WHAT THE EXERCISE ASKS = Render everything from the start of the data down to the line containing "[849,147,1063,462]" as a Markdown table with the columns Row and Data line, giving each line its own numbered row and skipping blank lines. Leave the pictures out of the table.
— Begin EXERCISE MATERIAL —
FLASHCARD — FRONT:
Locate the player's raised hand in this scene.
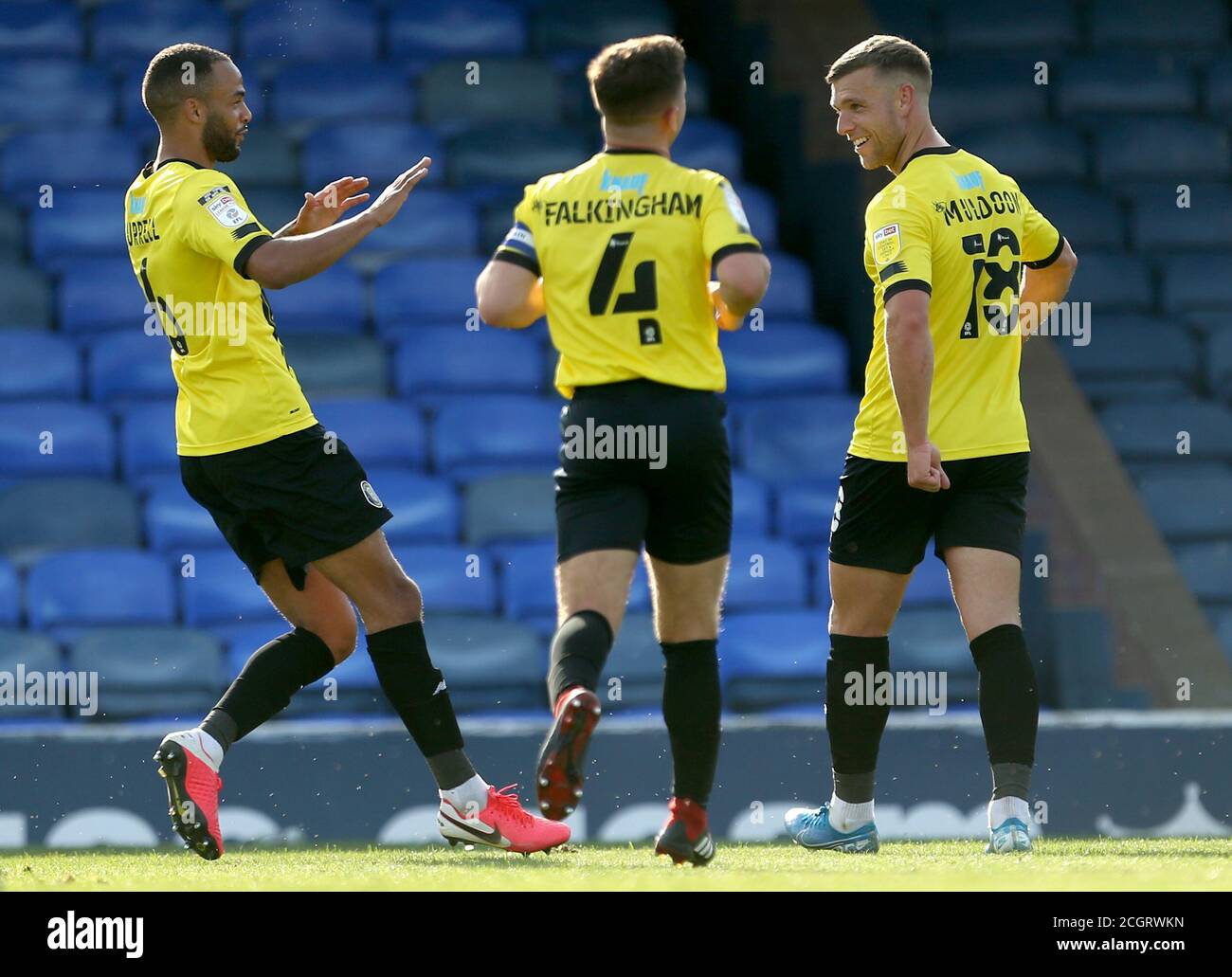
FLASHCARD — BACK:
[291,176,369,234]
[907,441,950,492]
[709,282,744,333]
[367,156,432,226]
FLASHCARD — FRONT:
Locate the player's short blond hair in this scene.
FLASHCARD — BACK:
[587,34,685,126]
[825,34,933,95]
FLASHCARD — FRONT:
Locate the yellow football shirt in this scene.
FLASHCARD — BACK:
[494,149,761,397]
[124,159,317,455]
[849,147,1063,462]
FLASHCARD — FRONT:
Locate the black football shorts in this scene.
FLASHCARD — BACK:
[830,451,1031,573]
[555,379,732,564]
[180,424,391,590]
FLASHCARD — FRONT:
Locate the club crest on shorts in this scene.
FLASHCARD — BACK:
[360,479,385,509]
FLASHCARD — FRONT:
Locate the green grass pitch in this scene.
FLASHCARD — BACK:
[0,838,1232,891]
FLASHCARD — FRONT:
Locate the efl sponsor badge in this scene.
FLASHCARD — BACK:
[872,225,902,265]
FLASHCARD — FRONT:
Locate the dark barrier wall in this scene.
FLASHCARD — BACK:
[0,712,1232,847]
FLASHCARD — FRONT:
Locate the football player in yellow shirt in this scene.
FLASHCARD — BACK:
[124,45,570,859]
[477,34,770,863]
[786,36,1077,853]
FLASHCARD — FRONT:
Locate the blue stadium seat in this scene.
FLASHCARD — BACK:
[890,607,978,699]
[360,465,462,543]
[237,0,379,62]
[179,549,282,633]
[419,57,564,126]
[962,122,1087,186]
[1159,251,1232,313]
[262,265,369,335]
[736,395,858,485]
[26,547,175,631]
[1094,118,1232,184]
[488,537,555,620]
[29,190,131,271]
[1171,539,1232,604]
[432,394,561,473]
[0,0,85,58]
[447,120,596,190]
[86,323,175,407]
[1060,313,1199,381]
[271,62,415,125]
[1206,57,1232,118]
[1099,401,1232,461]
[57,257,147,334]
[0,262,52,329]
[939,0,1081,54]
[1066,251,1154,315]
[386,0,526,58]
[1206,330,1232,393]
[776,482,842,543]
[0,403,116,479]
[300,122,446,193]
[759,251,813,317]
[1138,473,1232,539]
[718,320,847,398]
[462,470,555,545]
[718,611,828,712]
[394,543,498,617]
[1029,182,1125,253]
[0,556,21,627]
[0,127,142,198]
[0,628,65,722]
[0,58,116,126]
[372,255,487,334]
[144,484,226,558]
[1056,50,1198,122]
[424,613,546,712]
[1089,0,1228,49]
[531,0,673,54]
[282,333,390,402]
[672,118,744,180]
[393,321,549,397]
[1130,184,1232,254]
[723,536,808,612]
[118,401,180,481]
[353,185,480,267]
[929,59,1048,136]
[0,329,82,401]
[313,398,427,468]
[68,627,222,722]
[732,468,771,536]
[0,478,142,554]
[90,0,232,65]
[216,130,299,190]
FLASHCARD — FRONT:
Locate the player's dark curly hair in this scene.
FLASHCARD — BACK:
[825,34,933,95]
[587,34,685,126]
[142,44,230,124]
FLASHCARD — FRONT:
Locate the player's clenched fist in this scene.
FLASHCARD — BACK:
[907,441,950,492]
[369,156,432,226]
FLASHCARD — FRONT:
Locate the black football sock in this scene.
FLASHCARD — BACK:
[547,611,612,709]
[369,621,475,764]
[210,627,334,749]
[970,624,1040,800]
[825,635,890,805]
[661,640,722,807]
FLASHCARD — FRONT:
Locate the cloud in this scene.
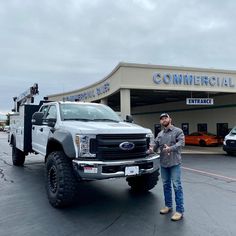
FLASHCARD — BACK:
[0,0,236,112]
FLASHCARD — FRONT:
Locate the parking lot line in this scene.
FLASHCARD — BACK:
[182,166,236,181]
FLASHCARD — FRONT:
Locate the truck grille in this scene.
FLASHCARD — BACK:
[90,134,149,160]
[226,139,236,147]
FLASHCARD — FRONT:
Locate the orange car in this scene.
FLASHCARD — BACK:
[185,132,223,146]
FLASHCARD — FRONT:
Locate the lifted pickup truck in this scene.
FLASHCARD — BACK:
[9,99,159,207]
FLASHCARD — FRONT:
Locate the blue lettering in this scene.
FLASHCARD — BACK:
[163,74,171,84]
[173,74,183,84]
[152,73,161,84]
[184,75,193,85]
[209,76,216,87]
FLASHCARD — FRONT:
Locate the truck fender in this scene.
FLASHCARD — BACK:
[47,130,76,158]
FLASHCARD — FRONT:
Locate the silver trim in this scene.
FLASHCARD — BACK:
[73,154,159,180]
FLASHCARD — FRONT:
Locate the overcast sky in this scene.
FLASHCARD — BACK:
[0,0,236,113]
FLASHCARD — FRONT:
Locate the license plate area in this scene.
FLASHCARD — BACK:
[125,166,139,176]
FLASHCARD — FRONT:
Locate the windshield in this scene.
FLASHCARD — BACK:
[60,103,121,122]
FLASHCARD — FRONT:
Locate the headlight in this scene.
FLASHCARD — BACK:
[75,134,96,157]
[146,133,154,145]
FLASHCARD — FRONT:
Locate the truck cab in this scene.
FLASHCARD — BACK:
[10,95,159,207]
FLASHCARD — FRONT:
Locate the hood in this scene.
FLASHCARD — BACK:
[59,121,151,134]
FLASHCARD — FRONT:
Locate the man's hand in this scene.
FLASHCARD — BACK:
[163,144,171,155]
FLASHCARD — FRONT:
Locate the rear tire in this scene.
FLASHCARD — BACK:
[126,169,160,192]
[45,151,78,208]
[12,139,25,166]
[199,140,206,147]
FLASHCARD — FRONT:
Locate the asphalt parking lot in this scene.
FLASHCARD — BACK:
[0,133,236,236]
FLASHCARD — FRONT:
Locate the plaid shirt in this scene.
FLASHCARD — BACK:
[154,125,184,167]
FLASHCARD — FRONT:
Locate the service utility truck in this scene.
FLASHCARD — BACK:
[9,85,159,208]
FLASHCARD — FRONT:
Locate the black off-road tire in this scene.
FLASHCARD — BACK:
[45,151,78,208]
[126,169,160,192]
[12,139,25,166]
[199,140,206,147]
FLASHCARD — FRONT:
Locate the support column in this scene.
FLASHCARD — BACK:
[100,97,108,105]
[120,89,131,120]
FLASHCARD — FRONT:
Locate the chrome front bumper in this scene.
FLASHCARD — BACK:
[73,154,159,180]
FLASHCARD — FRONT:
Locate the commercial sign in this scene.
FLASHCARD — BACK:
[186,98,214,105]
[65,82,110,101]
[153,72,235,88]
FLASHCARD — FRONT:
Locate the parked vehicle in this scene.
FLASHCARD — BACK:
[223,126,236,155]
[9,85,159,207]
[3,125,10,133]
[185,132,223,146]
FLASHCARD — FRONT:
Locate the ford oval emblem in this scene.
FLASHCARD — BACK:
[119,142,135,151]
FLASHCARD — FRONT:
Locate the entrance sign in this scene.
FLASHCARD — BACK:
[186,98,214,105]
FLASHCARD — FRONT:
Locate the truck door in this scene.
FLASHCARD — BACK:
[32,105,49,154]
[33,105,57,155]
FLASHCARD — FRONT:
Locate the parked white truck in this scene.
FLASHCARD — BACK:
[9,85,159,207]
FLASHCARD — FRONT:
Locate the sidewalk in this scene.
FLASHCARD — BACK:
[182,145,226,154]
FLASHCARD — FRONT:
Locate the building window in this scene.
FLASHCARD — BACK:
[197,123,207,132]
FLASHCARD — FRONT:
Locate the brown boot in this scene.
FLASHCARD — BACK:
[171,212,183,221]
[160,206,172,215]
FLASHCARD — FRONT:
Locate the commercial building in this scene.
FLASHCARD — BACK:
[48,63,236,136]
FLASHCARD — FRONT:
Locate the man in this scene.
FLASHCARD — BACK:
[148,113,184,221]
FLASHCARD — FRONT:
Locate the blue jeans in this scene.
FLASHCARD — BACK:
[161,165,184,213]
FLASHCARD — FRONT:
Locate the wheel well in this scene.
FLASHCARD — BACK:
[45,140,64,162]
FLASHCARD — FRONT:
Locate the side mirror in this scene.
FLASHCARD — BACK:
[125,115,134,123]
[46,118,57,128]
[31,112,44,125]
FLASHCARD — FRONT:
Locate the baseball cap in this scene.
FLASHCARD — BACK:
[160,113,170,119]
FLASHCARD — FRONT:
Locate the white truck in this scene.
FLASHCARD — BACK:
[9,85,159,208]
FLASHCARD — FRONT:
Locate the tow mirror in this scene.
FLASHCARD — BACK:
[46,118,57,128]
[31,112,44,125]
[125,115,134,123]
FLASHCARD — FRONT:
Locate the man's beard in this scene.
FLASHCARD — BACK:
[163,121,170,127]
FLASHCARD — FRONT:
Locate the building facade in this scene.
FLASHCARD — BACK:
[48,63,236,136]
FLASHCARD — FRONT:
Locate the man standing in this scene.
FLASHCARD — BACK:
[149,113,184,221]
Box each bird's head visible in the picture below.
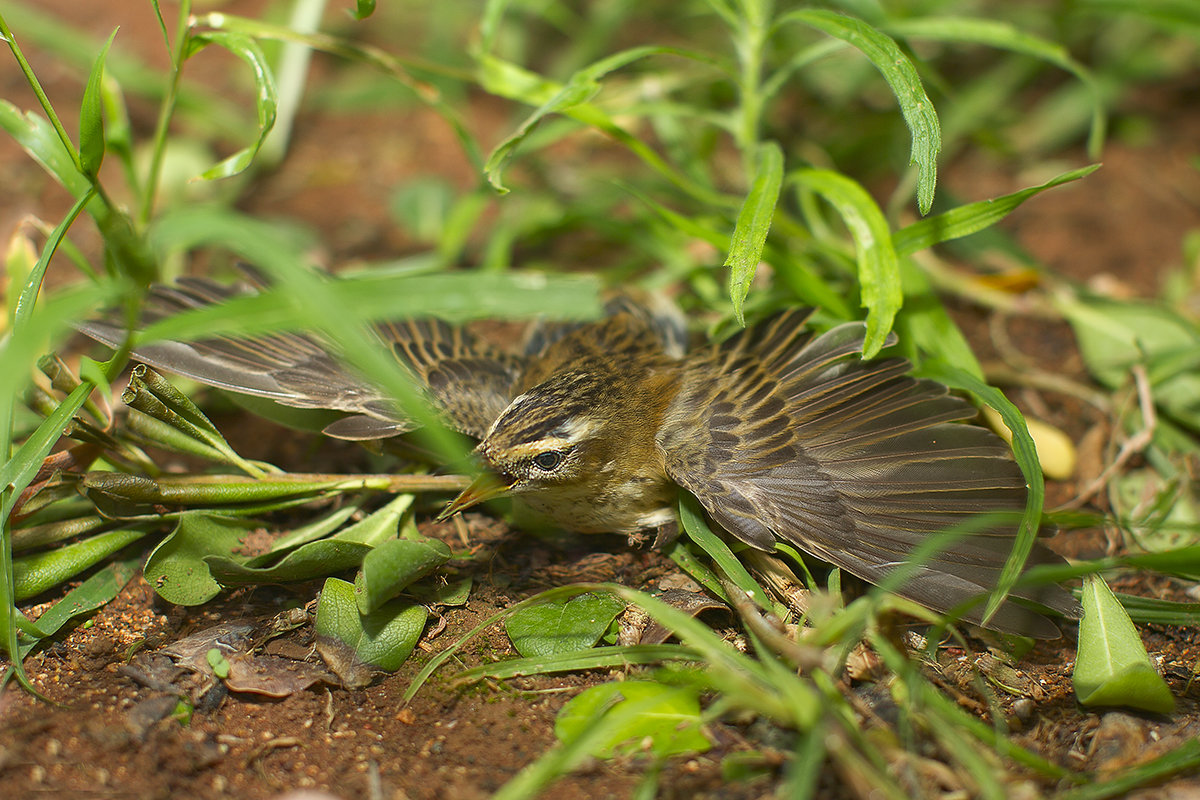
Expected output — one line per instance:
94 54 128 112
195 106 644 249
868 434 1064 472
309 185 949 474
439 372 620 519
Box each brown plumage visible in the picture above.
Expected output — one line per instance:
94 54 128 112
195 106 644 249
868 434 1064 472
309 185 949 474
82 279 1079 637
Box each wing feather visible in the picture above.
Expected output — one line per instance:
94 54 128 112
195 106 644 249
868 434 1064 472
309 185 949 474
658 312 1079 637
78 278 522 440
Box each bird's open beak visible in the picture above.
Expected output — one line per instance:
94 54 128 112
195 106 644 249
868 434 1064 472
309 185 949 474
438 473 512 522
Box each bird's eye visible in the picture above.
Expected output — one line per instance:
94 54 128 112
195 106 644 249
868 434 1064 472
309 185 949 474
533 450 565 473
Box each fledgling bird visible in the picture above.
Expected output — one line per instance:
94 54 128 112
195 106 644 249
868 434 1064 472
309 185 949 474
80 278 1079 638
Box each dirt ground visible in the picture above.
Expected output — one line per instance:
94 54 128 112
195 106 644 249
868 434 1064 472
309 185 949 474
0 0 1200 800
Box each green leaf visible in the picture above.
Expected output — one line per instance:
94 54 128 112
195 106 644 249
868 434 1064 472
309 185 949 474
204 648 229 680
1073 575 1175 714
776 10 942 215
455 644 697 682
79 30 116 180
314 578 428 672
354 539 450 614
788 169 904 359
672 492 770 609
143 511 254 606
1056 295 1200 432
0 100 92 198
887 17 1105 158
554 680 710 758
920 361 1046 620
504 594 625 658
12 528 146 601
725 142 784 325
896 257 983 380
484 73 600 194
20 557 142 657
188 30 280 180
892 164 1100 255
204 540 371 587
334 494 414 547
354 0 376 19
262 503 360 553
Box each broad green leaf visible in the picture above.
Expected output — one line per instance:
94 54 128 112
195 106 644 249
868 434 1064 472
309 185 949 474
788 169 904 359
892 164 1100 255
314 578 428 672
12 528 146 601
776 10 942 215
409 578 474 606
204 540 371 590
79 30 116 180
725 142 784 325
188 31 280 180
144 512 254 606
504 594 625 658
0 100 92 198
354 539 450 614
554 680 710 758
1073 575 1175 714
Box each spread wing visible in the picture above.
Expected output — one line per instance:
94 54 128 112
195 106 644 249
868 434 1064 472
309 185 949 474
659 311 1079 638
78 278 521 440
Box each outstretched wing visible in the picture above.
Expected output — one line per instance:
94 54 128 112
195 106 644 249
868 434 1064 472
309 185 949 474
78 278 520 440
659 311 1079 638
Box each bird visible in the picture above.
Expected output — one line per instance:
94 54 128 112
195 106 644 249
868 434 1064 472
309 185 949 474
78 277 1080 638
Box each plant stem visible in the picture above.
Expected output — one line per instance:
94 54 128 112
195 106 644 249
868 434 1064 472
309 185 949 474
138 0 192 228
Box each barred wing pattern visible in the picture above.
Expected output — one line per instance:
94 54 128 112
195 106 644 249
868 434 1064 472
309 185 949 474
78 278 522 440
659 311 1079 638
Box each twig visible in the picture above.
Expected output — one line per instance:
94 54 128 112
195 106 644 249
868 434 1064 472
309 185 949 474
1055 363 1158 511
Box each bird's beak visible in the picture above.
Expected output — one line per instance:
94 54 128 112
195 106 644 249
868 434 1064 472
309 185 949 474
438 473 514 522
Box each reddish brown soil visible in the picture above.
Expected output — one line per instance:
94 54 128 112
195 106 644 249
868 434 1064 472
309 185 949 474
0 0 1200 800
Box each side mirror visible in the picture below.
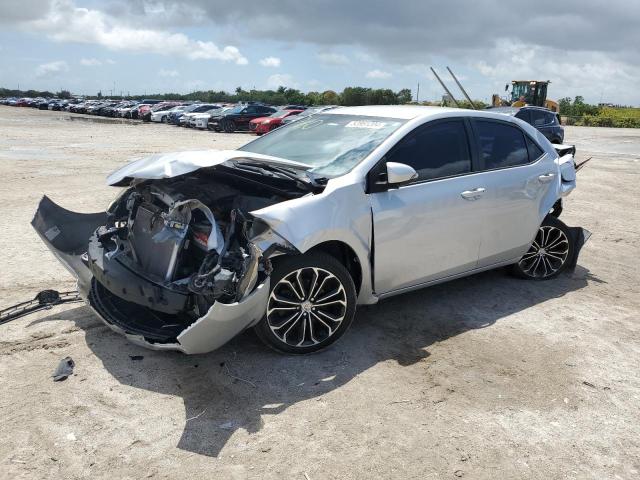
— End EXERCISE MATERIAL —
FULL SOLUTION =
| Row | Data line |
|---|---|
| 1 | FLASHCARD — FRONT: |
| 2 | Locate the player's raised hand in this scene. |
| 3 | FLASHCARD — BACK: |
| 4 | [291,176,369,234] |
| 5 | [907,441,950,492] |
| 6 | [709,282,744,333] |
| 7 | [367,156,432,226] |
| 8 | FLASHCARD — FRONT: |
| 9 | Locate the player's short blond hair in this scene. |
| 10 | FLASHCARD — BACK: |
| 11 | [587,34,685,126] |
| 12 | [825,34,933,95] |
| 13 | FLASHCARD — FRONT: |
| 14 | Locate the yellow football shirt in this scene. |
| 15 | FLASHCARD — BACK: |
| 16 | [494,149,761,397] |
| 17 | [124,159,317,455] |
| 18 | [849,147,1063,462] |